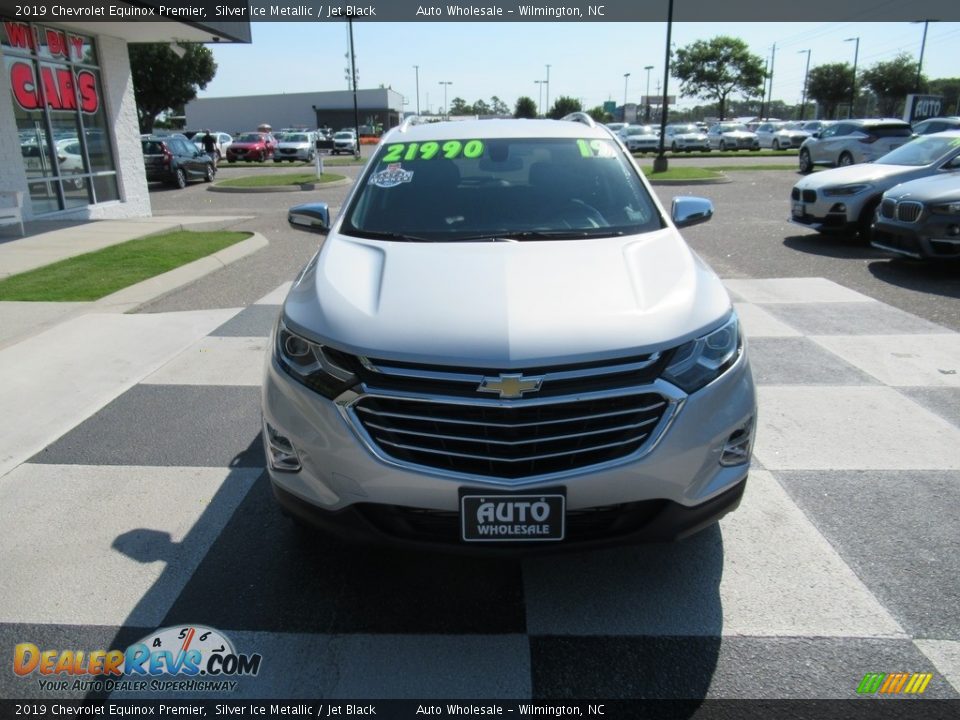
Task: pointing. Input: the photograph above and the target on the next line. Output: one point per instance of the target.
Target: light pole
(660, 162)
(806, 73)
(417, 70)
(646, 112)
(853, 83)
(923, 45)
(547, 81)
(626, 79)
(446, 110)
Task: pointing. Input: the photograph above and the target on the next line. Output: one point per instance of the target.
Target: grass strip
(97, 274)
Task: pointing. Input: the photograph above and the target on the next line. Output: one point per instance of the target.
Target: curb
(131, 298)
(279, 188)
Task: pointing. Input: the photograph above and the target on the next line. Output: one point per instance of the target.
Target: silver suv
(504, 342)
(850, 142)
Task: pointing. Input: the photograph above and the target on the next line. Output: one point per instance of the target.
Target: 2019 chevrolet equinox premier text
(504, 342)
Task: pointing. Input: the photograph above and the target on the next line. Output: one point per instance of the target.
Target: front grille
(909, 211)
(510, 440)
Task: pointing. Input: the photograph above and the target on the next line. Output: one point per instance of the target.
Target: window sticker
(391, 177)
(448, 149)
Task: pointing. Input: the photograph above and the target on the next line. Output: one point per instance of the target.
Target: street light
(853, 84)
(626, 79)
(417, 70)
(446, 110)
(806, 73)
(646, 116)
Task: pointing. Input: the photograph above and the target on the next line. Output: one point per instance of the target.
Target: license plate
(492, 517)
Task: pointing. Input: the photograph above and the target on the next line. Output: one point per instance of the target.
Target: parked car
(732, 136)
(686, 138)
(252, 146)
(640, 138)
(430, 384)
(295, 146)
(921, 218)
(926, 127)
(344, 141)
(174, 159)
(781, 135)
(844, 200)
(849, 142)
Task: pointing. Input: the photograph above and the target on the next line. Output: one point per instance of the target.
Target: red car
(252, 146)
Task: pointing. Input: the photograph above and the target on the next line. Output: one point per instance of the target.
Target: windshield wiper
(378, 235)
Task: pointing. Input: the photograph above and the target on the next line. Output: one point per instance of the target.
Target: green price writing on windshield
(427, 151)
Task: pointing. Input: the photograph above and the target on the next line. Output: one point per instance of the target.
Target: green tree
(458, 106)
(714, 69)
(564, 105)
(891, 82)
(499, 107)
(162, 81)
(599, 114)
(830, 86)
(525, 107)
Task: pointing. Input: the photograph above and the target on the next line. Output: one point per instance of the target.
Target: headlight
(952, 208)
(845, 190)
(320, 368)
(703, 360)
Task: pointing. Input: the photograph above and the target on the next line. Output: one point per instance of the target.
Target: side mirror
(310, 216)
(686, 211)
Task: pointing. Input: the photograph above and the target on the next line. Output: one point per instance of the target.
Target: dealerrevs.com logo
(192, 657)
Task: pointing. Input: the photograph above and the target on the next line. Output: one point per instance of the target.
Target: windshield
(924, 150)
(519, 189)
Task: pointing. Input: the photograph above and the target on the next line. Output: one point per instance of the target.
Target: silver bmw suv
(504, 342)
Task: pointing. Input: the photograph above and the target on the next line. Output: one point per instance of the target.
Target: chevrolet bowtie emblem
(510, 386)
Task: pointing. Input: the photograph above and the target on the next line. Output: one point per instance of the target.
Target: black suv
(174, 159)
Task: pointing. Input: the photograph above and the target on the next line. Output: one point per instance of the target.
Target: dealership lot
(155, 510)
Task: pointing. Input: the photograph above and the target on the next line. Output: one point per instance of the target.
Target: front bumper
(668, 492)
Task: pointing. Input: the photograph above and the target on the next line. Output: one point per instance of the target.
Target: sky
(587, 61)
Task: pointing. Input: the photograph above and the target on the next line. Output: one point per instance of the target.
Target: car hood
(873, 173)
(938, 188)
(506, 304)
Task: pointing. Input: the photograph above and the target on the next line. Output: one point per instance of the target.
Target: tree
(564, 105)
(830, 86)
(891, 82)
(714, 69)
(525, 107)
(499, 107)
(162, 81)
(458, 106)
(599, 114)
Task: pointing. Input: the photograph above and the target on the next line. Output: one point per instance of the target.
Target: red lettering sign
(60, 87)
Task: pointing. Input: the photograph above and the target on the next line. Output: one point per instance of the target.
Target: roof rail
(409, 122)
(580, 117)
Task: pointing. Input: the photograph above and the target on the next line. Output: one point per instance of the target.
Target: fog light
(737, 448)
(283, 456)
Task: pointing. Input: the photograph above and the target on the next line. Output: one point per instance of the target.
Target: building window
(57, 97)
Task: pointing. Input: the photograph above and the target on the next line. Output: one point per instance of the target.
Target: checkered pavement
(148, 507)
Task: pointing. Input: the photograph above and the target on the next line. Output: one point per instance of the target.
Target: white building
(66, 90)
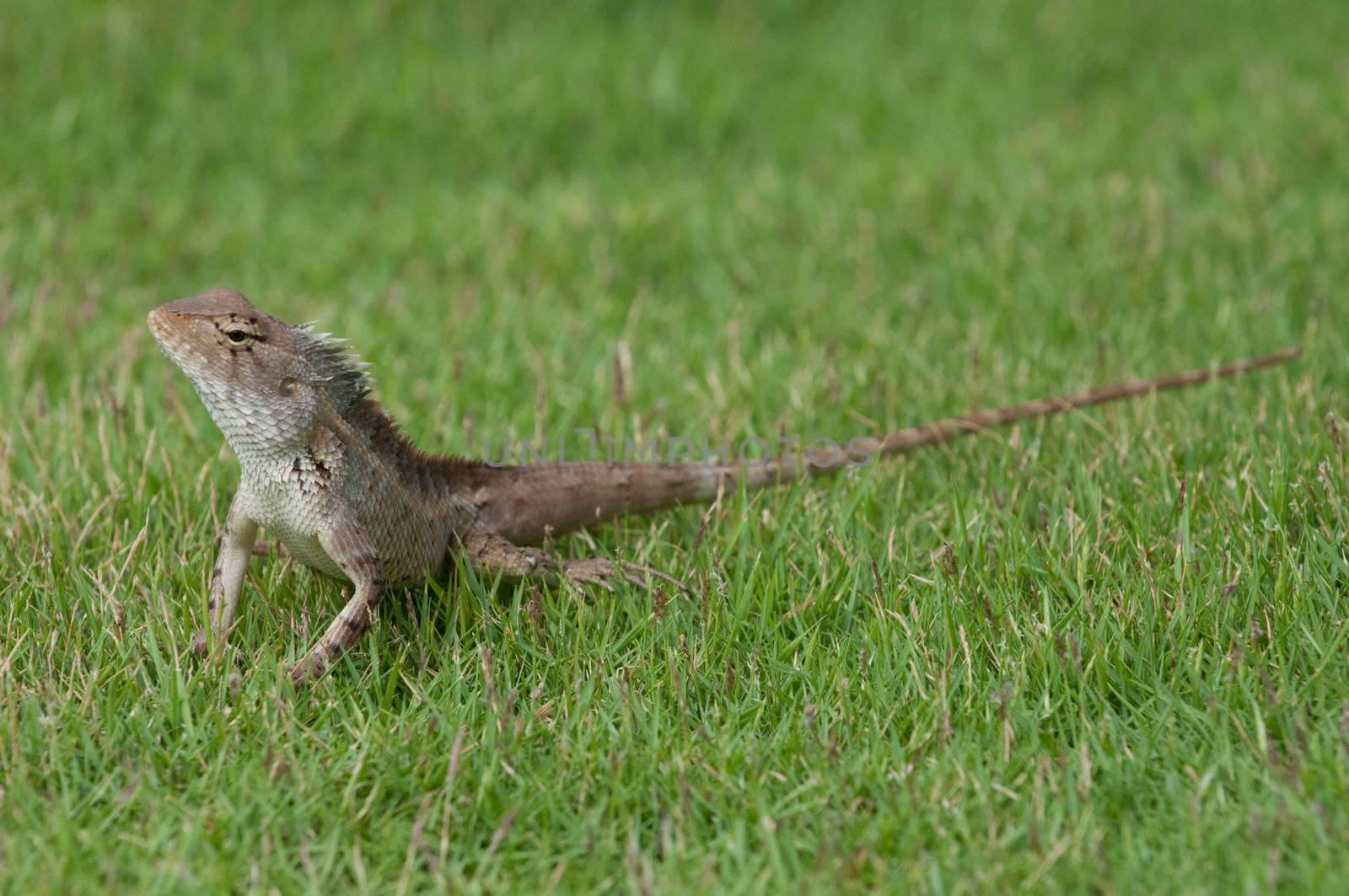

* * * * * * *

* [TASK TO CARRY OUT] Reproduce the listing verbatim, and keep the pictures out of the copy.

* [FINISHED EXERCISE]
Task: pointing. Input: the photograph above and the target on the next line. Output: one point per instance of the target.
Target: light pole
(660, 162)
(806, 73)
(417, 70)
(646, 112)
(853, 83)
(923, 45)
(547, 81)
(626, 79)
(446, 110)
Task: pointing. Input: the photograph above and the target on the next line. Output: one point per instance of the target.
Target: grass strip
(97, 274)
Task: pointing. Input: the photograph above and the target on the next line. Output: one point per instance of the target.
Target: curb
(131, 298)
(279, 188)
Task: pointing. Input: the photograph above and the target on the next line. Output: one point per instance of the target.
Target: silver suv
(504, 342)
(850, 142)
Task: pointing. Input: the photograph above and the target on the next line. Output: one point per instance of the target.
Target: 2019 chevrolet equinox premier text
(504, 342)
Task: pointing. Input: the photograph above and the target on the next line. Output: one point per instance of the target.
Target: front grille
(909, 211)
(510, 440)
Task: pointing. Input: the photograph above and the target on the next line. Output: one point per instance of the target.
Target: window sticker
(391, 177)
(448, 149)
Task: pointing. Input: the photograph above and the target on the next line. Output: one point per instance of the target.
Target: street light
(853, 84)
(626, 79)
(417, 70)
(446, 110)
(806, 73)
(646, 116)
Task: pointing. Input: the photograph above and the target on the next line. Output: one point per instance of the target.
Target: license plate
(492, 517)
Task: pointing. Input: the photograph above and the target on the next line. Output: one point per instance of the target.
Target: parked car
(732, 136)
(686, 138)
(252, 146)
(640, 138)
(430, 384)
(295, 146)
(921, 218)
(926, 127)
(344, 141)
(174, 159)
(781, 135)
(844, 200)
(849, 142)
Task: pointing. Input: the photograph above and the target on the next line. Output: one point per instance of the target.
Target: red car
(252, 146)
Task: pointing. Input: the photograph above and the target on the next line. Output: one point per instance of the target.
Target: windshield wiper
(378, 235)
Task: pointing. Input: the photograph above and the target on the next line. Output: one point per instance of the target.
Target: green price writing on windshield
(427, 151)
Task: pointing. Input: the photograph above and the target on the next line. Output: one point per instance of the target.
Target: green tree
(458, 106)
(714, 69)
(564, 105)
(891, 82)
(499, 107)
(162, 81)
(599, 114)
(830, 86)
(525, 107)
Task: pointing. Input: the photograph above and the target on the next line. Output: one point per instance of the target.
Target: headlight
(952, 208)
(845, 190)
(320, 368)
(703, 360)
Task: pointing. Input: the photograph above and the target on the next line. Output: one point per instance of the target.
Target: side mirror
(310, 216)
(686, 211)
Task: pointing. Input: the photograph above and the target on the next line. Output: one point per instance of the target.
Target: dealerrevs.com logo
(192, 657)
Task: pointing. Input: the photograph above and the target on the next line. Output: one point per instance of the target.
Target: windshield
(924, 150)
(519, 189)
Task: pointing. Input: the photograph above and the target on the next line. Output: one point per instance of the target.
Target: silver bmw suv
(504, 342)
Task: pointing. Input: the photograph above and the target on the next line. Output: one point per instance of the target.
Target: chevrolet bowtie emblem
(510, 386)
Task: pointing. Input: the photograph above and the target on the next line. Output: one point per instance of the target.
Target: black suv
(174, 159)
Task: pointing. Input: the photograph above and the target on the next line. Output: one point per instance of the target.
Target: dealership lot
(155, 510)
Task: pointing. Input: the photograph above and the target on the next line. Output: one point per instance of the target.
Target: front bumper
(668, 492)
Task: pointing. Input: the photograph above and the target on the next line. Output: one point per instance of the target.
Target: sky
(587, 61)
Task: pointing. Input: the photograph above and the target on the next line. Output: one point per instance of the target.
Target: car hood
(873, 173)
(938, 188)
(506, 304)
Task: pointing. Input: the photograph above and the target on the next line. Output: one point per instance of the target.
Target: tree
(564, 105)
(830, 86)
(891, 82)
(714, 69)
(525, 107)
(499, 107)
(162, 81)
(458, 106)
(599, 114)
Task: pointing. Input: the photograph above and the target on the next line. Output: one point per instance of the target.
Target: red lettering sign
(60, 87)
Task: pointing. Input: the photograph above and the target on the next line. Output: one point per instance of the target.
Target: roof rail
(409, 122)
(580, 117)
Task: pointing. Input: the photograph above and the target on the next line. Output: one point per instance of the target.
Target: fog light
(737, 448)
(283, 456)
Task: pointing. Input: the photograph above and the target on the next line. Output: one point per instance of the target.
Target: building window
(57, 97)
Task: pointing. Input: the photograph above and the target on the next line. Output: one point per instance of the target.
Target: checkered pavement
(148, 507)
Task: pointing. Input: the photograph above and the target on the next line. Output: one point per instance of the target.
Target: white building
(66, 90)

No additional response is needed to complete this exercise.